_Given request:_ In the post asking for an inclusive word for citizens and non-citizens, what is the one word the writer thinks might be acceptable?

_Reading passage:_
>> BEGIN

I have already tried Google, Oxford Dictionary, etc., but it was all to no end, so as a last resort I've decided to come here and ask this question, as it is personally important that I get an answer to it.

We often hear things like "citizens' rights are..." or "this is a country full of great citizens that...", but what about non-citizens? Is there a word for people who are citizens, residents, non-citizens, non-residents, undocumented immigrants, etc., in the English language? In other words, is there an inclusive word for this sort of thing?

The only word of which I could possibly think that would be acceptable is 'denizen', but does that word operate in a way that I want it to?

>> END

_Data excerpts:_

>> BEGIN

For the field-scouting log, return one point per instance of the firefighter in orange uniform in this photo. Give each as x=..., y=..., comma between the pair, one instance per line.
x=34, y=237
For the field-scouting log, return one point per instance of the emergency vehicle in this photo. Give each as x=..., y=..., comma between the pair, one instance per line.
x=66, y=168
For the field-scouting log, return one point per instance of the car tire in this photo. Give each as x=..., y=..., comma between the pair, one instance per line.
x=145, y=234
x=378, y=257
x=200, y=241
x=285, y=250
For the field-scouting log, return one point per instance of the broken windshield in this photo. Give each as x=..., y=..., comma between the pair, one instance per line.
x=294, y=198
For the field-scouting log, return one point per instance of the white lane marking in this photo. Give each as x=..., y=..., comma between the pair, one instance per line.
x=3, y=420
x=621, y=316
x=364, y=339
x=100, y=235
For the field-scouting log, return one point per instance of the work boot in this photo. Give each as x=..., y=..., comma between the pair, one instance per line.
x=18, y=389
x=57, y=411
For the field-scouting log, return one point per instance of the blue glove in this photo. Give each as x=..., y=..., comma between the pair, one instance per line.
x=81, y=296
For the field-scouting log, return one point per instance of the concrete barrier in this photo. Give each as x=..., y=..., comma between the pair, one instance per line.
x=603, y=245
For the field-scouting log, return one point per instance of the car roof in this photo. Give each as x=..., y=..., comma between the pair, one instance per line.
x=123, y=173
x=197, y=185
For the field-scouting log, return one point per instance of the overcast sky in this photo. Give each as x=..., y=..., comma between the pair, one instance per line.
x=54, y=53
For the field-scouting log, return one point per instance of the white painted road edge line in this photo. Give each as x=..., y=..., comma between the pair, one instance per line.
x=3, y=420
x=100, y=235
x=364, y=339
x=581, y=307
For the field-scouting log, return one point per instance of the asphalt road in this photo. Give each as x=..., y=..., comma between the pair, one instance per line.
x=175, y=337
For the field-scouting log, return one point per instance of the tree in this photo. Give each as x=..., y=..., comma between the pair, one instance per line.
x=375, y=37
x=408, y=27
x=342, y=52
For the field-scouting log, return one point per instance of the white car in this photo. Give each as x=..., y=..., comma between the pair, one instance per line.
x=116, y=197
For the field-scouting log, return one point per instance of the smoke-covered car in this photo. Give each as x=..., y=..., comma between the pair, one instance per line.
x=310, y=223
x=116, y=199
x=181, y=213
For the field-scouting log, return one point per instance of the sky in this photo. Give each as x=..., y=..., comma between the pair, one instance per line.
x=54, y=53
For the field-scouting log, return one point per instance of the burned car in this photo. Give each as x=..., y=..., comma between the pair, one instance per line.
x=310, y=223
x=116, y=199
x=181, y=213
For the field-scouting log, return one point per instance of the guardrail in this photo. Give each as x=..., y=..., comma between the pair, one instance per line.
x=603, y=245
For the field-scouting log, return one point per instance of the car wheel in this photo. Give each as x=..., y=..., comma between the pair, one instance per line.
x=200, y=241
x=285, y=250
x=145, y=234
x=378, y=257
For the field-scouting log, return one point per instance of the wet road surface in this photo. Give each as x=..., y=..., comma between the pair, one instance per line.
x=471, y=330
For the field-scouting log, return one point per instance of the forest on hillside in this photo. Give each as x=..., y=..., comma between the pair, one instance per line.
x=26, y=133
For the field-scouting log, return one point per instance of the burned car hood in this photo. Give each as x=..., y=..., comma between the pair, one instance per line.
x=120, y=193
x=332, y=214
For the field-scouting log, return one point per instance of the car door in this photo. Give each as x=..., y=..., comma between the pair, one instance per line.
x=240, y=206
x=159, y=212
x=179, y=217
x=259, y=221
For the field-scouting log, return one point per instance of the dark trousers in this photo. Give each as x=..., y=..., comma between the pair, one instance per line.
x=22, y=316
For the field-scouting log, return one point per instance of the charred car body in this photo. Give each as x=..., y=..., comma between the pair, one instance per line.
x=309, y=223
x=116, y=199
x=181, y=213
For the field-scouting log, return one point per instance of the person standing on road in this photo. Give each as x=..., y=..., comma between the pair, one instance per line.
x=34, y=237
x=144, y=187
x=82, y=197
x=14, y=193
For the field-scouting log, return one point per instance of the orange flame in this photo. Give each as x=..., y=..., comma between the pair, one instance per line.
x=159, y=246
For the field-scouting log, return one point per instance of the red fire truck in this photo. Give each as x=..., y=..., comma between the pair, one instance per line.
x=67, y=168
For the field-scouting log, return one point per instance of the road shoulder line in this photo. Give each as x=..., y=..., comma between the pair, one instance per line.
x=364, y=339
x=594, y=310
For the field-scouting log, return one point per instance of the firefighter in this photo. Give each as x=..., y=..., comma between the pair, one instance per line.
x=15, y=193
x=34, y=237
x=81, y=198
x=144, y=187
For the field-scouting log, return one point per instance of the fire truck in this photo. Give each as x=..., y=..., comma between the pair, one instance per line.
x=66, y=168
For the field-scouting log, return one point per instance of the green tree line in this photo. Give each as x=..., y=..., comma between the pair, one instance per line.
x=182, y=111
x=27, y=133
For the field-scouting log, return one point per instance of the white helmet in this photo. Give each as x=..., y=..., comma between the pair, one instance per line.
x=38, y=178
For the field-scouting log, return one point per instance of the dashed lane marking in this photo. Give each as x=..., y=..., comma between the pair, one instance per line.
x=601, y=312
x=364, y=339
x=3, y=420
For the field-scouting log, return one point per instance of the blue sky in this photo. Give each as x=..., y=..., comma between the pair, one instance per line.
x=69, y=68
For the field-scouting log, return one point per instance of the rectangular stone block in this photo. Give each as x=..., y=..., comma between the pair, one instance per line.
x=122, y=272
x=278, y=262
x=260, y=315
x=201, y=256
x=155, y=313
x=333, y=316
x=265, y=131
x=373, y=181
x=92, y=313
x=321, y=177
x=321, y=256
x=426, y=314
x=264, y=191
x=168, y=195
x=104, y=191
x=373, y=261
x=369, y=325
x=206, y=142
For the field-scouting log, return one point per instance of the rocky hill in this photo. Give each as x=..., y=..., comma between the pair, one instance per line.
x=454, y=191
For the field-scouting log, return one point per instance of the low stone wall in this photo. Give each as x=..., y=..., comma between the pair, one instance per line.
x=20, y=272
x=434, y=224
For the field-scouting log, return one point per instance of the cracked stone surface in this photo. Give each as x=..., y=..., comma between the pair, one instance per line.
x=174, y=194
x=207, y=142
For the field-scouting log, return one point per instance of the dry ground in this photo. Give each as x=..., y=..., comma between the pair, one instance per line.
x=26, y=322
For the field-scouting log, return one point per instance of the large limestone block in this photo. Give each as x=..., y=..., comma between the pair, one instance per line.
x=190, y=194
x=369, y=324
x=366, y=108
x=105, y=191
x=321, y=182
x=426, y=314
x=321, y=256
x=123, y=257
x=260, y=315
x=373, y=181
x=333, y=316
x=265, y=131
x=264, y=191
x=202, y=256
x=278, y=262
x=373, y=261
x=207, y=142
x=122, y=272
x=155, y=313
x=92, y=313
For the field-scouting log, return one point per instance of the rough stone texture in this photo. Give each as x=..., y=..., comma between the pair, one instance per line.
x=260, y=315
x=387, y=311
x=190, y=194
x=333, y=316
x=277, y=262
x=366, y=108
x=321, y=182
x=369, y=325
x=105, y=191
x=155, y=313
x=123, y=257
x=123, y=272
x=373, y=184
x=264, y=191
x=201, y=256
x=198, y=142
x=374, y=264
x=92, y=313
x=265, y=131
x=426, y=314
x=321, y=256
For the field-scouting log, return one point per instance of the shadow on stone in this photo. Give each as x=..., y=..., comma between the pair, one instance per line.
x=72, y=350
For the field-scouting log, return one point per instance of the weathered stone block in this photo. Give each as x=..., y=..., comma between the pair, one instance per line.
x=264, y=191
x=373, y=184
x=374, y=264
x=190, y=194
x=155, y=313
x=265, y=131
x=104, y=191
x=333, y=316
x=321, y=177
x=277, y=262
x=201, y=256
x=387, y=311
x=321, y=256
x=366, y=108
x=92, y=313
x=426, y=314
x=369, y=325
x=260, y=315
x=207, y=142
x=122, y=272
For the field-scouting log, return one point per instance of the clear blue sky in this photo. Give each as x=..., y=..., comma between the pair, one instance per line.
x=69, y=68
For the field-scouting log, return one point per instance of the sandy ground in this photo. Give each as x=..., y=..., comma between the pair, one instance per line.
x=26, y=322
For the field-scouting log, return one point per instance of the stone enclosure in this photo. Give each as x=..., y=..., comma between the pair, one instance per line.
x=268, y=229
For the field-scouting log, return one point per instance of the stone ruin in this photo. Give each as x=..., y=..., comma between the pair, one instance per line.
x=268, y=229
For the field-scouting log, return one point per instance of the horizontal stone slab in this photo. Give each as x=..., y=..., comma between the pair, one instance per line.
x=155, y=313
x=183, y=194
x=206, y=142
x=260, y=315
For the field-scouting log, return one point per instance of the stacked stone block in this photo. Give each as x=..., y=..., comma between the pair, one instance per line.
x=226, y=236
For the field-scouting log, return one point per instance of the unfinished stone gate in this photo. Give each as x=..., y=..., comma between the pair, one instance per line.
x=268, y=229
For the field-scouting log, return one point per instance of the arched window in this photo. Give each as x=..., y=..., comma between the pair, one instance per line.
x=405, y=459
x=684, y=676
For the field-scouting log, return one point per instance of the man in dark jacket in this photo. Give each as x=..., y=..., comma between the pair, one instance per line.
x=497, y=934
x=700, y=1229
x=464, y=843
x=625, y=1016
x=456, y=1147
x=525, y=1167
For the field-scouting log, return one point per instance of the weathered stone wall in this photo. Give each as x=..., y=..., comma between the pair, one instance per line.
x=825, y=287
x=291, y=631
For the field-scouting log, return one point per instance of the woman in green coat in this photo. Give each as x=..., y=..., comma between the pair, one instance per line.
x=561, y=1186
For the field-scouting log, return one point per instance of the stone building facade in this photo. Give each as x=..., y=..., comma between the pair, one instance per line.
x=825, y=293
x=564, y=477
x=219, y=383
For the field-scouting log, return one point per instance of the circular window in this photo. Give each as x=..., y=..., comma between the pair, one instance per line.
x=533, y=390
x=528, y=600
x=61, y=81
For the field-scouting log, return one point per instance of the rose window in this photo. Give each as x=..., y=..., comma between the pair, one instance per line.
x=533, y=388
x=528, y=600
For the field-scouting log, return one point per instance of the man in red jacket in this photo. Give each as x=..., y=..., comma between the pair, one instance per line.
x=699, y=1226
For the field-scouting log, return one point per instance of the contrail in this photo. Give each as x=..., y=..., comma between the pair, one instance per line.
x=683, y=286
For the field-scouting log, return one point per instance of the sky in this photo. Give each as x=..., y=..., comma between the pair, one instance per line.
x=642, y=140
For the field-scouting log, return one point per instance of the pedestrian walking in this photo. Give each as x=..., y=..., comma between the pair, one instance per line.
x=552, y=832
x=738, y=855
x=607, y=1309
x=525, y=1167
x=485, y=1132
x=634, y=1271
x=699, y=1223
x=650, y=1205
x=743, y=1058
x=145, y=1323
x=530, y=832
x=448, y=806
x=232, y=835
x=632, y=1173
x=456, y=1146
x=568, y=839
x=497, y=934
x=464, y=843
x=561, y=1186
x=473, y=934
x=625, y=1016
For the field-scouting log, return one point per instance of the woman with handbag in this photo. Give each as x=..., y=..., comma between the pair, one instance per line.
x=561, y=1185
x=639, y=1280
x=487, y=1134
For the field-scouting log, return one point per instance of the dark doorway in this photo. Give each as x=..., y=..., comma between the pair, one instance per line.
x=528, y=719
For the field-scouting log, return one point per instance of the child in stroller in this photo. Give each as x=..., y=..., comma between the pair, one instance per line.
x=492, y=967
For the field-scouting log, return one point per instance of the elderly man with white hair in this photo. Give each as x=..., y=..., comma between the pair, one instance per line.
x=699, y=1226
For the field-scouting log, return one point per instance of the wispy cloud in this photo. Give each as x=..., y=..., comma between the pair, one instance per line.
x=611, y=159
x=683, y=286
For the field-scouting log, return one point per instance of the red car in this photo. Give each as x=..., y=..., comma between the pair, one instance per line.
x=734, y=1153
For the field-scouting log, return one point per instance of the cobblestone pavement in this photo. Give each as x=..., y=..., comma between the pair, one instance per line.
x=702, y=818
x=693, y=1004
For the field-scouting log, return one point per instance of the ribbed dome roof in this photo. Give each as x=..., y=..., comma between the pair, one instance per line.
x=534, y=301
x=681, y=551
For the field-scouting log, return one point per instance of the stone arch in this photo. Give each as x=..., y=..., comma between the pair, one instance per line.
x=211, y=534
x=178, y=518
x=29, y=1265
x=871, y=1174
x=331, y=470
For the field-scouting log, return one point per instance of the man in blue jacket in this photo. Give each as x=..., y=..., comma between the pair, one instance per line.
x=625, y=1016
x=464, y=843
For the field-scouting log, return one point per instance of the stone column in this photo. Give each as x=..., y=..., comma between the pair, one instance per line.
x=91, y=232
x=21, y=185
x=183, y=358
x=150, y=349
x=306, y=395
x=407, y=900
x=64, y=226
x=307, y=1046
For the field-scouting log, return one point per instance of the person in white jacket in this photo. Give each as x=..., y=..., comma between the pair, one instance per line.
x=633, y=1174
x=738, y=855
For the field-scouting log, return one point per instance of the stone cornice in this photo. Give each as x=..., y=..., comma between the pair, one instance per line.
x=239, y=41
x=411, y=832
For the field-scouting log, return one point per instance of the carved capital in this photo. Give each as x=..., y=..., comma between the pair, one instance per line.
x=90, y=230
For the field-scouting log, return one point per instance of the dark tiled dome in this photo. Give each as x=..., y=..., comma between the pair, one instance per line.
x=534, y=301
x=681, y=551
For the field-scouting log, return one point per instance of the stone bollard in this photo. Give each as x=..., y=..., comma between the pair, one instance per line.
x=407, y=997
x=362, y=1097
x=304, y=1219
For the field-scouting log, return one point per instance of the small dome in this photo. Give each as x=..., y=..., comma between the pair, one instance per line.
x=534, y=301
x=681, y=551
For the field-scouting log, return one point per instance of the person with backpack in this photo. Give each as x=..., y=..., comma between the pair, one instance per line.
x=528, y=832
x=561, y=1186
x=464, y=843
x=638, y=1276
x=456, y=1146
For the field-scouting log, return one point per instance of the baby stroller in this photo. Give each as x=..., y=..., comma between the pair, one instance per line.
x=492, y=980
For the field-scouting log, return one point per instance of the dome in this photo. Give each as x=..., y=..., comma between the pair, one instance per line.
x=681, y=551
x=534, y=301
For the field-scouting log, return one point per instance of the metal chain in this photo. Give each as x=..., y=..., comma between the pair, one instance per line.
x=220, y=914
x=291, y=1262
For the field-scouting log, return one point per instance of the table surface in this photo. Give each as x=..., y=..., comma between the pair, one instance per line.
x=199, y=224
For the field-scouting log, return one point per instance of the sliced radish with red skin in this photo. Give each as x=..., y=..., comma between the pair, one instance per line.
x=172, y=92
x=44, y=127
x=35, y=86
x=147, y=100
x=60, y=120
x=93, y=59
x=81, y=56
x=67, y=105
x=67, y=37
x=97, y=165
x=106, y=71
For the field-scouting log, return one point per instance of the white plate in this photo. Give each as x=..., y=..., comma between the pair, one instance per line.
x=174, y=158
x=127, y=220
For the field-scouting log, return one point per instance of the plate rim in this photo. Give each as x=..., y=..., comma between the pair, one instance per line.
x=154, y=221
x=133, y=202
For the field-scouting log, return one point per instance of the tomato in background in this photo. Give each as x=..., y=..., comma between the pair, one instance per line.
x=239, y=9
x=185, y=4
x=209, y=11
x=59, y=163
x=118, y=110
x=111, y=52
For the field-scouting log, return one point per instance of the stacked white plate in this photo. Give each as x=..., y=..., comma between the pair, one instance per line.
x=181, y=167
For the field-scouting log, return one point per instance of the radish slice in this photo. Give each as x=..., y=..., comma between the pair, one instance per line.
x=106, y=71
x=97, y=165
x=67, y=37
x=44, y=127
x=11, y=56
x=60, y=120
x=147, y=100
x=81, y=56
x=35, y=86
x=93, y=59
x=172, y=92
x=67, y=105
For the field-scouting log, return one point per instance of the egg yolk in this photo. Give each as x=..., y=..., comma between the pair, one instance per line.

>> END

_Task result:_ Denizen.